Stored dataset items:

********************

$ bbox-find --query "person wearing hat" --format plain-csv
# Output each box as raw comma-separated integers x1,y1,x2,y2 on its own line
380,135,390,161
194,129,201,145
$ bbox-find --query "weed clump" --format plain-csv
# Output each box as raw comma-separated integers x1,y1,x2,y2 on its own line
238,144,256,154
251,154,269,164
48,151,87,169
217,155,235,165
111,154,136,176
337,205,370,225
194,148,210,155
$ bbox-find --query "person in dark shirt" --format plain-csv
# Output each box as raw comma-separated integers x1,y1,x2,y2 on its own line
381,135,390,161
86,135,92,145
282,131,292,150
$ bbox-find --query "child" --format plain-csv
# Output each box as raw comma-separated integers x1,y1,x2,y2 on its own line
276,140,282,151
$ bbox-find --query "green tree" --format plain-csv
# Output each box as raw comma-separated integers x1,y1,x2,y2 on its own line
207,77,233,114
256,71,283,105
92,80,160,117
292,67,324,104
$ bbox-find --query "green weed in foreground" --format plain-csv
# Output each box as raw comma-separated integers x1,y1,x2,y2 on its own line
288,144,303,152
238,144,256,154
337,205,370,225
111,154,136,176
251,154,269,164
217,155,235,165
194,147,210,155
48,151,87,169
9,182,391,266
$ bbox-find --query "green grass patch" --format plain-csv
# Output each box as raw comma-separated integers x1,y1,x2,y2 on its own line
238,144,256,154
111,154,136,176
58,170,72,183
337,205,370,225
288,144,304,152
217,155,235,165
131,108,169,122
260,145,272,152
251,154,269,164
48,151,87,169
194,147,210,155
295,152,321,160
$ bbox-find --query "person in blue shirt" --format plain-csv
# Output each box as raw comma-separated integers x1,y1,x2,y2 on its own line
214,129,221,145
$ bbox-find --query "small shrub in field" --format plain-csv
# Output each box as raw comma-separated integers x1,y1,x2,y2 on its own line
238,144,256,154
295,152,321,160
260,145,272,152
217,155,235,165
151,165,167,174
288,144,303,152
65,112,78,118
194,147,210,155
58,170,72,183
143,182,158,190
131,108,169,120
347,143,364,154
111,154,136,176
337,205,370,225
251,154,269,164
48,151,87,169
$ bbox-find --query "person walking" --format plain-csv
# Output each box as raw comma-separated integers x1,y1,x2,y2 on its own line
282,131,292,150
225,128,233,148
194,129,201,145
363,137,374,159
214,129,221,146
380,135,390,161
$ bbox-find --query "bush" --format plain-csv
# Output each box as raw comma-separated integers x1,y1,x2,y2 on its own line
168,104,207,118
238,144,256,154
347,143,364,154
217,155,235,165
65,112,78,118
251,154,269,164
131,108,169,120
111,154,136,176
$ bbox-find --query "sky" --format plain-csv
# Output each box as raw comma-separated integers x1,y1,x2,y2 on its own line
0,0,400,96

********************

Please return the stretch of the records above from the start through the line containing "194,148,210,155", unchanged.

#### SOLUTION FOR THIS PROBLEM:
$ bbox-find --query "person wearing hat" --format plain-csv
# Output each box as raw comma-separated integers x1,y1,x2,y2 on its own line
380,135,390,161
194,129,201,145
$ bbox-find --query "weed clump" --format plain-csv
# Output each box as raw comma-separated integers x1,y1,x2,y2 on its own line
238,144,256,154
251,154,269,164
48,151,87,169
217,155,235,165
111,154,136,176
337,205,370,225
194,148,210,155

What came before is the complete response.